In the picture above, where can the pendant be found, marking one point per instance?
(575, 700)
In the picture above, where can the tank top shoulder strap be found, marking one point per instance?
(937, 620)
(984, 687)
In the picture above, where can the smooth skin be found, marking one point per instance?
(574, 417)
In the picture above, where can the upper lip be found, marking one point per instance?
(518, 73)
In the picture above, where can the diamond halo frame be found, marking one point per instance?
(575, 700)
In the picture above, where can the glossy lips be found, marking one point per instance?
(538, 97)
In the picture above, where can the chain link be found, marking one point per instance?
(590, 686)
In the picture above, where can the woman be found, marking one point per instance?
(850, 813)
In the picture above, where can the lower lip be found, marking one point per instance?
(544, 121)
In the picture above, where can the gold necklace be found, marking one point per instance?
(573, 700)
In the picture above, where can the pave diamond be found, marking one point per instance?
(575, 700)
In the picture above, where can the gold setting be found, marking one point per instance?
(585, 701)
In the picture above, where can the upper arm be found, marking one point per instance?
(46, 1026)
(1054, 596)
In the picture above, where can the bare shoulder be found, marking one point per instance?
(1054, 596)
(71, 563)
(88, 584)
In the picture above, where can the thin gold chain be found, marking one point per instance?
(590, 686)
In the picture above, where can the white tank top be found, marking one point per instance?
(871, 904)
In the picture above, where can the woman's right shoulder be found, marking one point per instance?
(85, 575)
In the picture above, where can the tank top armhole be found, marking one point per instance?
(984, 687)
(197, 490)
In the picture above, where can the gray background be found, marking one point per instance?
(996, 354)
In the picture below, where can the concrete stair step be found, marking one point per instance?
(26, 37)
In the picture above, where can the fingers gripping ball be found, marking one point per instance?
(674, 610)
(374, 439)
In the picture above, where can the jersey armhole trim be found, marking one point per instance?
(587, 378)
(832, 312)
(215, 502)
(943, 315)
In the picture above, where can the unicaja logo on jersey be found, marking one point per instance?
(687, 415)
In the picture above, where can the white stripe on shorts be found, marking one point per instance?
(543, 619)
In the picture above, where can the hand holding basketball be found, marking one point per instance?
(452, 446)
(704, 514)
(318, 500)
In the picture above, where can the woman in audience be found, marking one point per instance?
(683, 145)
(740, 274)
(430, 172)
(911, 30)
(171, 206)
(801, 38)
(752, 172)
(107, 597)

TASK DIRECTIONS: Rewrite the listing above as a Markdown table with the columns Row and Line, giving each line its own numbered row and leaving out any blank lines.

FINISHED EXERCISE:
| Row | Line |
|---|---|
| 1 | In the picture above, where can the pendant be found, marking one point per instance? |
| 2 | (575, 700) |
| 3 | In the picture above, where can the tank top shoulder strap be found, marking one point per instance? |
| 4 | (937, 620) |
| 5 | (984, 687) |
| 6 | In the picture above, where can the smooth skin be found, marking one point per instance? |
| 7 | (574, 417) |
| 8 | In the picture above, where can the upper lip be found, marking one point per instance? |
| 9 | (518, 73) |
| 10 | In the picture above, where can the diamond halo frame be found, marking one point per instance? |
| 11 | (575, 700) |
| 12 | In the picture above, where can the glossy lips be found, marking one point per instance? |
| 13 | (538, 97) |
| 14 | In the picture above, where can the chain link be found, marking one point per instance? |
| 15 | (590, 686) |
| 16 | In the picture above, where can the woman be found, marking one point per instance? |
| 17 | (850, 813) |
| 18 | In the picture above, where can the lower lip be found, marking one point per instance? |
| 19 | (544, 121) |
| 20 | In the picture above, where can the gold necklace be found, marking one point per instance? |
| 21 | (573, 700) |
| 22 | In the picture above, where can the pave diamond be found, marking one point per instance? |
| 23 | (575, 700) |
| 24 | In the picture above, where can the gold setting be found, marking one point per instance? |
| 25 | (585, 701) |
| 26 | In the picture above, where can the upper arm be found, marking one point per instance? |
| 27 | (46, 1026) |
| 28 | (1054, 596) |
| 29 | In the picture above, where can the bare shoulder be found, marking one point per instance? |
| 30 | (1054, 596) |
| 31 | (71, 563) |
| 32 | (88, 584) |
| 33 | In the picture above, where can the thin gold chain be found, marking one point per instance? |
| 34 | (590, 686) |
| 35 | In the picture above, where can the white tank top be found, marking one point per instance? |
| 36 | (871, 904) |
| 37 | In the picture above, where can the woman's right shoulder be found, marking one point per instance? |
| 38 | (85, 575) |
| 39 | In the picture above, where can the tank top armhole be found, marking one point per instance? |
| 40 | (984, 687) |
| 41 | (197, 490) |
| 42 | In the picture above, where can the gray background be found, marking one point per instance? |
| 43 | (996, 354) |
| 44 | In the picture below, where can the concrete stair step be found, marking one point per instance? |
| 45 | (26, 37) |
| 46 | In the picture above, where can the fingers gripping ball be found, marking one point per instance? |
| 47 | (674, 610) |
| 48 | (374, 439) |
| 49 | In the picture above, where can the jersey armhole trim be found, marking one point per instance? |
| 50 | (587, 378) |
| 51 | (832, 312) |
| 52 | (215, 502) |
| 53 | (943, 315) |
| 54 | In the picture above, where can the unicaja logo on jersey be found, marking one point per instance? |
| 55 | (687, 415) |
| 56 | In the picture above, where can the white stripe on shorts be found, marking one point per instance? |
| 57 | (543, 619) |
| 58 | In the picture above, where can the hand holding basketball be found, marking one point per instance? |
| 59 | (452, 446) |
| 60 | (704, 514) |
| 61 | (318, 500) |
| 62 | In the picture above, where can the woman in audience be found, marking one point per instance? |
| 63 | (683, 145) |
| 64 | (740, 274) |
| 65 | (430, 172) |
| 66 | (911, 30) |
| 67 | (171, 206) |
| 68 | (801, 38) |
| 69 | (752, 172) |
| 70 | (107, 597) |